- _Reading text_
--- Begin ---

What does this look like in the real world? Orange Poland is continuing with its 5G strategy most recently by working with network infrastructure vendor Nokia to test out a cloud-based radio access network. The cloud RAN trial, which ran from March to May, saw radio sites fed by a virtualized baseband deployed in a data center 70 kilometers away; Ethernet fronthaul served as the transport mechanism.
This project represents a further evolution of centralizing basebands; once equipment is colocated, then it can be virtualized. Instead of a proprietary box, baseband functions run as virtualized network functions on commercial-off-the-shelf server hardware.
One key part of transport for 5G is significant increases in capacity. With promised user data rates in excess of 1 Gbps, there’s the need for bigger pipes.

--- End ---

- _Records shown_

--- Begin ---

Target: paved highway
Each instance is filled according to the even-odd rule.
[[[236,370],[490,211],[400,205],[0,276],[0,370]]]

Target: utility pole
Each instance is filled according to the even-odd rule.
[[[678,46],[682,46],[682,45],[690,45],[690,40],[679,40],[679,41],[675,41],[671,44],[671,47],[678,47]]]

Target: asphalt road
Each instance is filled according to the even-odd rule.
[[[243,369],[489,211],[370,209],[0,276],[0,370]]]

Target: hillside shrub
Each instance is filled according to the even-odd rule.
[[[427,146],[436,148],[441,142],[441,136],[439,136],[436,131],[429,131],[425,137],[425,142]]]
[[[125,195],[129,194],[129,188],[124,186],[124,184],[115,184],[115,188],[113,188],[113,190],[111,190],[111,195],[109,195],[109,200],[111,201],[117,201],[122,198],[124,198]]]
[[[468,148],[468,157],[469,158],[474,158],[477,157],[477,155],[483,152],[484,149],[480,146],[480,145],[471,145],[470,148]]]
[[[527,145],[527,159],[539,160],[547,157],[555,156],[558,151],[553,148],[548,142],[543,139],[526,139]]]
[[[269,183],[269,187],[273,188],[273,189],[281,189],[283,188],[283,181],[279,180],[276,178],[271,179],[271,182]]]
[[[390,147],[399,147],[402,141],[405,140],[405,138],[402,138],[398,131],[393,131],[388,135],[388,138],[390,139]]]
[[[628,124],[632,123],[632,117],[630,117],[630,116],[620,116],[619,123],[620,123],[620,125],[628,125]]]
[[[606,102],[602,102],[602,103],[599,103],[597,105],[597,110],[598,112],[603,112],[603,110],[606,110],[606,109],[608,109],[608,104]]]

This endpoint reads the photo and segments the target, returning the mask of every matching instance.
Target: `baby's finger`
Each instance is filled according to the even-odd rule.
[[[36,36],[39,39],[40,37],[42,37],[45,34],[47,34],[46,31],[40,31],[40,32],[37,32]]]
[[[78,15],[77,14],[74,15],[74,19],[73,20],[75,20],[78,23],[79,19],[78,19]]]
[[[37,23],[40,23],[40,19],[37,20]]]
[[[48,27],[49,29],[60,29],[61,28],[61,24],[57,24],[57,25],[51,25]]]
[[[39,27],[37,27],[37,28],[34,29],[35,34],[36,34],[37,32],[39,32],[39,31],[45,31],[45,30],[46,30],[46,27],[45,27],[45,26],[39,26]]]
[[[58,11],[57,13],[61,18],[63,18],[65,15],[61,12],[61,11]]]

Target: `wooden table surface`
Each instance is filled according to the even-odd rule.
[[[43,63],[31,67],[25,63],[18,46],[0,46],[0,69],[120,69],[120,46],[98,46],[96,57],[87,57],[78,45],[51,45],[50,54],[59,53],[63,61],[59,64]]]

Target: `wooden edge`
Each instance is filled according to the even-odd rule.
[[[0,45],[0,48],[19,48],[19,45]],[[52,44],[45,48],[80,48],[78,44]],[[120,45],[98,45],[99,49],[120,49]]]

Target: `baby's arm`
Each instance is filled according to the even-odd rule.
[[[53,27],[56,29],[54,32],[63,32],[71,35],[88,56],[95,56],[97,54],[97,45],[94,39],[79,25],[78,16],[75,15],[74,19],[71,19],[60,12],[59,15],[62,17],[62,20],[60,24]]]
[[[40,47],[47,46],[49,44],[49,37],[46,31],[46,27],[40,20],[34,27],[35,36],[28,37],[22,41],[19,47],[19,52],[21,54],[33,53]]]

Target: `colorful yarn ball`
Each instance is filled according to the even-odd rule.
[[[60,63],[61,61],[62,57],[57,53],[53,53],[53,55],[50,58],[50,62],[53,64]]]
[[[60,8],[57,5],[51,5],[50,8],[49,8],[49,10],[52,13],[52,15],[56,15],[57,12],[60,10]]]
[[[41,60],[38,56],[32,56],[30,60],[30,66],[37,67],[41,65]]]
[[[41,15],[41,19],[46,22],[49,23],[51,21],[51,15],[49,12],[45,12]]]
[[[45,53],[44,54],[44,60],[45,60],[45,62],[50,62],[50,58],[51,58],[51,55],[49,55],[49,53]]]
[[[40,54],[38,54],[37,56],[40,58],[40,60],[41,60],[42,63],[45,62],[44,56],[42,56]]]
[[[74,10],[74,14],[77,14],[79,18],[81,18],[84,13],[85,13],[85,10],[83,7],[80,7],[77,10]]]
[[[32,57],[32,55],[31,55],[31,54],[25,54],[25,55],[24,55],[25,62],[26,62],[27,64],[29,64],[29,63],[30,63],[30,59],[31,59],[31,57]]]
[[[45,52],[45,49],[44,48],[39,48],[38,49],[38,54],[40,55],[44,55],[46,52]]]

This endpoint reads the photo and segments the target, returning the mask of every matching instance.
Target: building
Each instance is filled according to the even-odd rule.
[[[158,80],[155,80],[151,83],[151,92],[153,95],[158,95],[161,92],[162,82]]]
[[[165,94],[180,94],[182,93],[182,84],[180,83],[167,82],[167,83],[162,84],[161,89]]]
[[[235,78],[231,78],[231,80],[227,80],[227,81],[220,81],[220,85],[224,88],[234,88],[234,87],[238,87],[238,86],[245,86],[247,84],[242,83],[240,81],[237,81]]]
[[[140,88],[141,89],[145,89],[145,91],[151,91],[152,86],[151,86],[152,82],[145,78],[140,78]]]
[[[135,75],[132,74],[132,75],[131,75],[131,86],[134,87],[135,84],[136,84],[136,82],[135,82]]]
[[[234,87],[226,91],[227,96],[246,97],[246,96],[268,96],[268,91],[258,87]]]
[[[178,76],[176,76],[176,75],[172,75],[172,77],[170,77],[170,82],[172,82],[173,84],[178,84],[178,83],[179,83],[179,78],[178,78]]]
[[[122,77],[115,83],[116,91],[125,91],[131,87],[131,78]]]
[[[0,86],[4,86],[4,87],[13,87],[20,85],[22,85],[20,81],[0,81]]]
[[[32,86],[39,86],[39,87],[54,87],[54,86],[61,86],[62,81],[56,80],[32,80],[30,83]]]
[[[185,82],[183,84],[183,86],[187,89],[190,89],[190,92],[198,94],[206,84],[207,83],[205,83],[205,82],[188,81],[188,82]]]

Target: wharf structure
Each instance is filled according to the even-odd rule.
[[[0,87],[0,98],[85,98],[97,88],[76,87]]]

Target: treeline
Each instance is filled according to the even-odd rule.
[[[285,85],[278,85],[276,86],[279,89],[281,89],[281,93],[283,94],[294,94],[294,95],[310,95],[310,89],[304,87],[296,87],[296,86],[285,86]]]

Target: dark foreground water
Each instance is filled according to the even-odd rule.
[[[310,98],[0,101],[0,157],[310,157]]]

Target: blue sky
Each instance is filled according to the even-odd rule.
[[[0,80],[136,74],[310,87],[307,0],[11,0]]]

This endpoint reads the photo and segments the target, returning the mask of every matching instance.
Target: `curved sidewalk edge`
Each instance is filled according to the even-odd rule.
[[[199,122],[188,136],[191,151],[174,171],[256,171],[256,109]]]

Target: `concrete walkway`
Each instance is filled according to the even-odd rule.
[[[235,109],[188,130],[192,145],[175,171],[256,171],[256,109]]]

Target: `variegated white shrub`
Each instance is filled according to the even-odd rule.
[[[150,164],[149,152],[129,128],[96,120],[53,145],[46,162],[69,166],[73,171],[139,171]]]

--- End ---

- _Tasks to perform_
• A. Using the cloud RAN text, explain in one to three sentences why 5G transport calls for bigger pipes.
• B. Write the next part of the cloud RAN text, starting right after its final sentence.

- _Expected responses_
• A. 5G promises user data rates above 1 Gbps. Carrying that much traffic takes a big jump in transport capacity, so larger pipes are needed.

• B.
Analyst Jason Marcheck of Layne Bridge and Associates noted that discussion of the radio access and core networks sometimes overshadows discussion of the transport network. “As operators prepare to deploy 5G in a meaningful way, they are finding the need to fundamentally rethink their mobile 5G transport strategies. As opposed to previous generations of mobile transport development 5G will add several new vectors of complexity that were not front and center issues as mobile networks developed from 2G to 3G to 4G/LTE. It would be easy enough to point to IoT as a leading driver in the increase in complexity, but the true reason(s) are both more fundamental and complex. The heart of the issue is that since 5G is more than a new mobile network generation, the diversity of applications a true 5G network must support go well beyond mobile…As more applications begin to leverage a 5G network, as opposed to just a fixed network, or just a mobile network, or just an enterprise network, the number of applications that will compete for resources will increase dramatically.”